▶ Exercise details:
Present every line of the material below as a numbered list, leaving out any blank lines.

___ Material shown ___

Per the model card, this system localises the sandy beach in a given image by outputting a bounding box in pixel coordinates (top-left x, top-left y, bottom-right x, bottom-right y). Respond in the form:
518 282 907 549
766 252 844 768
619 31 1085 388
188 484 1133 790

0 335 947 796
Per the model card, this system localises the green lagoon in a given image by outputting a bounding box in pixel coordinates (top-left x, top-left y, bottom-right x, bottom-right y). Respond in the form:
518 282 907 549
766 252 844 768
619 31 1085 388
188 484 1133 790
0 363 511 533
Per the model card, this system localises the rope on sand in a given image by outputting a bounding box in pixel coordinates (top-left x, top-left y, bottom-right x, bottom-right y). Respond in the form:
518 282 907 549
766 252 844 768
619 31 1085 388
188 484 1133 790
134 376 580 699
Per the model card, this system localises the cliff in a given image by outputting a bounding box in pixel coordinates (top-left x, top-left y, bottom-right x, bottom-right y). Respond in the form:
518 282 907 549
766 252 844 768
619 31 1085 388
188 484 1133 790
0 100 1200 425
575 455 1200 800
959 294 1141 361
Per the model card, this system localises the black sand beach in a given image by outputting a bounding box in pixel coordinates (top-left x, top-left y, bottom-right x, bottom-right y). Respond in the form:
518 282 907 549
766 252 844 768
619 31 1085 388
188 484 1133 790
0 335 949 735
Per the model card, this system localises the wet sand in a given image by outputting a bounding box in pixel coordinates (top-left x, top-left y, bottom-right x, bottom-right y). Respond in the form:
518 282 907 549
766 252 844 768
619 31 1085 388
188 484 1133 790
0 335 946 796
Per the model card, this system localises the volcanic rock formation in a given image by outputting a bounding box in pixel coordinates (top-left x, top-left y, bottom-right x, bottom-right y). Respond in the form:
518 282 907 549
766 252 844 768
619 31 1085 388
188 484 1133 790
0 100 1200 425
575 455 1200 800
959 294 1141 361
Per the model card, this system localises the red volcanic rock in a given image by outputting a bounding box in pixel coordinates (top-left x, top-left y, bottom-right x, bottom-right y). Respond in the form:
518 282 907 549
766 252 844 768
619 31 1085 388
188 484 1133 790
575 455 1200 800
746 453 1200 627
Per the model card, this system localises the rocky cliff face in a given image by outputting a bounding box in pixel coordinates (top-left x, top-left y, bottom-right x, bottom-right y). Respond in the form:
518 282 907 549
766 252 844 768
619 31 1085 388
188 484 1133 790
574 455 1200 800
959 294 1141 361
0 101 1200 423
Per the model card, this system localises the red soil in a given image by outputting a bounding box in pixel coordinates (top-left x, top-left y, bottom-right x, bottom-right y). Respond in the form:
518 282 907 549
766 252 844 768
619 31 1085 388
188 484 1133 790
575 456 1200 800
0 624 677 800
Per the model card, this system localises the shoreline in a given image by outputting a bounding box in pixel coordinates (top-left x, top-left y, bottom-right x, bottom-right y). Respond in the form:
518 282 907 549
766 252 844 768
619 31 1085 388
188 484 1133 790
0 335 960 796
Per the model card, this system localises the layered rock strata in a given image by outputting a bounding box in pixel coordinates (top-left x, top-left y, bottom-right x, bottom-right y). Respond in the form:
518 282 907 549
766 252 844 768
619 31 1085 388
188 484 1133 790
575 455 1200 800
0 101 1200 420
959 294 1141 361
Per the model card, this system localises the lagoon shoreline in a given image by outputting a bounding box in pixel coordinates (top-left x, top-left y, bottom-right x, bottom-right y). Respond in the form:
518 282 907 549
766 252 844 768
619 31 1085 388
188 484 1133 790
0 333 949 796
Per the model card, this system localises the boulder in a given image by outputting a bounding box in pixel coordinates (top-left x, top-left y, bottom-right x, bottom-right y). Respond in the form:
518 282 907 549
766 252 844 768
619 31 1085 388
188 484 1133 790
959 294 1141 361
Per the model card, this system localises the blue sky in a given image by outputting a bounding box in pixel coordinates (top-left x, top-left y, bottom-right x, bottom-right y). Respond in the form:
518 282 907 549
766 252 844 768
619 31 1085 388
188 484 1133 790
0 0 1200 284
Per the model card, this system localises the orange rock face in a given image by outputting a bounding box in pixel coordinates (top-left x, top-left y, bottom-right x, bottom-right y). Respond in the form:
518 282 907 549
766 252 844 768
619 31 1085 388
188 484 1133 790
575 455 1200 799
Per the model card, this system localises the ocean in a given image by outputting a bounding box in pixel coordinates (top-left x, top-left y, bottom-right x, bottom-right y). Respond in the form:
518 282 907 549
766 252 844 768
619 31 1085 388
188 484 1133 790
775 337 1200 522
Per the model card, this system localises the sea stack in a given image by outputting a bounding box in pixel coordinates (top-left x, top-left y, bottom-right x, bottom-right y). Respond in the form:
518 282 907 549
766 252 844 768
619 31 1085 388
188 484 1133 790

___

▶ Task output:
1. Per the model card, this system localises the sandy beach in a given image by outputting a bounding box in pixel coordinates (top-left x, top-left y, bottom-right x, bottom-right y). Respond in the form:
2. 518 282 907 549
3. 766 252 844 768
4. 619 31 1085 388
5. 188 484 1133 790
6. 0 335 947 796
7. Per the model card, this system localises the green lagoon in a given image by outputting a bounding box in pixel coordinates (top-left x, top-left y, bottom-right x, bottom-right y). Respond in the form:
8. 518 282 907 549
9. 766 252 844 768
10. 619 31 1085 388
11. 188 484 1133 790
12. 0 363 511 533
13. Per the model card, this system localises the rope on sand in a given image by outputting a bounding box in pixel coordinates (top-left x, top-left y, bottom-right x, bottom-right y). Respond in the form:
14. 518 282 907 549
15. 766 252 844 768
16. 619 31 1085 388
17. 188 484 1133 790
18. 134 376 580 699
19. Per the model card, this system localises the cliff in a given image by outputting a bounding box in pixel coordinates (top-left x, top-left y, bottom-right x, bottom-right y). Respond in the form:
20. 518 282 907 549
21. 766 252 844 768
22. 619 31 1085 388
23. 188 484 1133 790
24. 0 100 1200 425
25. 575 455 1200 800
26. 959 294 1141 361
27. Per the model card, this system localises the black sand beach in a given image by outputting a bounding box in pixel coordinates (top-left x, top-left y, bottom-right x, bottom-right y). Respond in the form:
28. 518 282 907 549
29. 766 252 844 768
30. 619 31 1085 388
31. 188 484 1133 790
32. 0 335 949 735
33. Per the model card, this system localises the wet sand in a given image by outputting a bounding box in pixel coordinates (top-left x, top-left y, bottom-right x, bottom-right y). Respond in the form:
34. 518 282 907 549
35. 766 252 844 768
36. 619 31 1085 388
37. 188 484 1133 790
38. 0 335 946 796
39. Per the model card, this system localises the volcanic rock formation in a given image by outputting a bounding box in pixel coordinates (top-left x, top-left y, bottom-right x, bottom-right y). Respond in the form:
40. 518 282 907 549
41. 766 252 844 768
42. 619 31 1085 388
43. 188 484 1133 790
44. 0 100 1200 425
45. 575 455 1200 800
46. 959 294 1141 361
47. Per the model card, this system localises the red volcanic rock in a given image by outputting a bounding box in pixel coordinates (top-left x, top-left y, bottom-right x, bottom-right y). Respond in the form:
48. 518 282 907 549
49. 766 252 844 768
50. 619 31 1085 388
51. 188 484 1133 790
52. 575 455 1200 800
53. 746 453 1200 627
54. Per the model card, this system localises the rocky cliff face in a given image by outputting a bounding box in pixel coordinates (top-left x, top-left y, bottom-right x, bottom-right y). Respond in the form:
55. 518 282 907 549
56. 766 252 844 768
57. 619 31 1085 388
58. 188 484 1133 790
59. 574 455 1200 800
60. 959 294 1141 361
61. 0 101 1200 423
62. Per the model card, this system localises the red soil in a given image by outputting a bounding box in pixel coordinates (top-left x, top-left y, bottom-right x, bottom-right y). Respond in the form:
63. 518 282 907 549
64. 766 252 844 768
65. 619 31 1085 388
66. 188 484 1133 790
67. 575 456 1200 800
68. 0 624 677 800
69. Per the model card, this system localises the shoreline in a given image by outputting a bounding box in pixel coordinates (top-left x, top-left y, bottom-right x, bottom-right y). Respond in the form:
70. 518 282 907 549
71. 766 252 844 768
72. 619 31 1085 388
73. 188 484 1133 790
74. 0 335 960 796
75. Per the model card, this system localises the layered rock strata in a given image by outputting a bounding box in pixel coordinates (top-left x, top-left y, bottom-right x, bottom-right y). Respond in the form:
76. 518 282 907 549
77. 766 252 844 768
78. 619 31 1085 388
79. 188 484 1133 790
80. 575 455 1200 800
81. 0 101 1200 420
82. 959 294 1141 361
83. Per the model card, this system localises the lagoon shoreline in a given image by outputting a bounding box in pixel coordinates (top-left x, top-left y, bottom-right x, bottom-right y). Respond in the form:
84. 518 282 907 549
85. 766 252 844 768
86. 619 31 1085 388
87. 188 484 1133 790
88. 0 333 949 796
89. Per the model card, this system localises the boulder in a given image by outputting a bounding box in pixel coordinates (top-left x, top-left y, bottom-right x, bottom-right y). Respond in the form:
90. 518 282 907 549
91. 766 252 844 768
92. 619 31 1085 388
93. 188 484 1133 790
94. 959 294 1141 361
95. Per the model card, this system localises the blue sky in a given image by outputting a bounding box in pixel coordinates (top-left x, top-left y, bottom-right x, bottom-right y). Respond in the form:
96. 518 282 907 549
97. 766 252 844 768
98. 619 31 1085 388
99. 188 484 1133 790
100. 0 0 1200 284
101. Per the model card, this system localises the orange rock face in a given image by outputting a bounding box in pixel coordinates (top-left x, top-left y, bottom-right x, bottom-right y). Respond in the form:
102. 518 282 907 549
103. 766 252 844 768
104. 619 31 1085 388
105. 188 484 1133 790
106. 575 455 1200 799
107. Per the model card, this system localises the ocean in a given image by outputting a bounding box in pixel coordinates (top-left x, top-left y, bottom-right x, bottom-right y). Respond in the form:
108. 518 282 907 549
109. 766 252 844 768
110. 619 31 1085 388
111. 188 484 1133 790
112. 775 337 1200 522
113. Per the model card, this system localises the sea stack in a given image by outputting a bounding box in pixel coordinates (top-left x, top-left y, bottom-right x, bottom-right y). Respond in the form:
114. 518 282 907 549
115. 766 252 844 768
116. 619 31 1085 388
117. 188 484 1133 790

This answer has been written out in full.